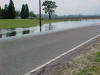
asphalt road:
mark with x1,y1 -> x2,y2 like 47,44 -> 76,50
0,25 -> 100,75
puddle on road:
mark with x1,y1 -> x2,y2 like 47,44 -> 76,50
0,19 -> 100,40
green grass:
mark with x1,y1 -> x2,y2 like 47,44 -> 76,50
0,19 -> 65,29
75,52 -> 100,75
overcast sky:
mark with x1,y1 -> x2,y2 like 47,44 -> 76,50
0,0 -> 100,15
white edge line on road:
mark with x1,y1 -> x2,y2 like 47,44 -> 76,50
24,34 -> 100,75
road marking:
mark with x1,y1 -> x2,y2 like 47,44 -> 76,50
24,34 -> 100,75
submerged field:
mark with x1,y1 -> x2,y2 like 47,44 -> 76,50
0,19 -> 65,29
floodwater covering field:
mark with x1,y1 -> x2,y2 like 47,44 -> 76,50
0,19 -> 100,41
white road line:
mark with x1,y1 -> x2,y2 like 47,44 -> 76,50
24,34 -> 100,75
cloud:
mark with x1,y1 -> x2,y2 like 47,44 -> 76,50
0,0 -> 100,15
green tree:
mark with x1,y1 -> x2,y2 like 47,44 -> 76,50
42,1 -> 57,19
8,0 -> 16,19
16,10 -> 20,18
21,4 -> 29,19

==========

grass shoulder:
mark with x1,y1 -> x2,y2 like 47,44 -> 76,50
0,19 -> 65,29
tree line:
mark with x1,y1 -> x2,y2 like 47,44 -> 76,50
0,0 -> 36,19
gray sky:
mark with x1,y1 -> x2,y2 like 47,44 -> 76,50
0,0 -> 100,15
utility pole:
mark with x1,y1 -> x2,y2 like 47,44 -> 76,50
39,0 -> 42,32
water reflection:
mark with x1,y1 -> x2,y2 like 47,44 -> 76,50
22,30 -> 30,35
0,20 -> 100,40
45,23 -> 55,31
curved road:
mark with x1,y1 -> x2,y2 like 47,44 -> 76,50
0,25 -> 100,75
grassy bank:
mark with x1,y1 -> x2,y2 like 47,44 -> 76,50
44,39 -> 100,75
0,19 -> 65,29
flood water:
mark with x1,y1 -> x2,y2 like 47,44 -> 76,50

==========

TASK: Copy the items below word for word, starting at the line that has "white edge line" and stopping after the line that has "21,4 -> 29,19".

RESULT BELOW:
white edge line on road:
mark with x1,y1 -> x2,y2 like 47,44 -> 76,50
24,34 -> 100,75
road marking:
mark with x1,y1 -> x2,y2 like 47,44 -> 76,50
24,34 -> 100,75
submerged field:
mark with x1,y1 -> x2,y2 like 47,44 -> 76,50
0,19 -> 65,29
floodwater covering field:
mark with x1,y1 -> x2,y2 like 47,44 -> 76,50
0,19 -> 100,41
white road line:
mark with x1,y1 -> x2,y2 like 47,44 -> 76,50
24,34 -> 100,75
cloud:
mark with x1,y1 -> x2,y2 like 47,44 -> 76,50
0,0 -> 100,15
green tree:
mark with x1,y1 -> x2,y2 like 47,44 -> 76,50
42,1 -> 57,19
8,0 -> 16,19
16,10 -> 20,18
21,4 -> 29,19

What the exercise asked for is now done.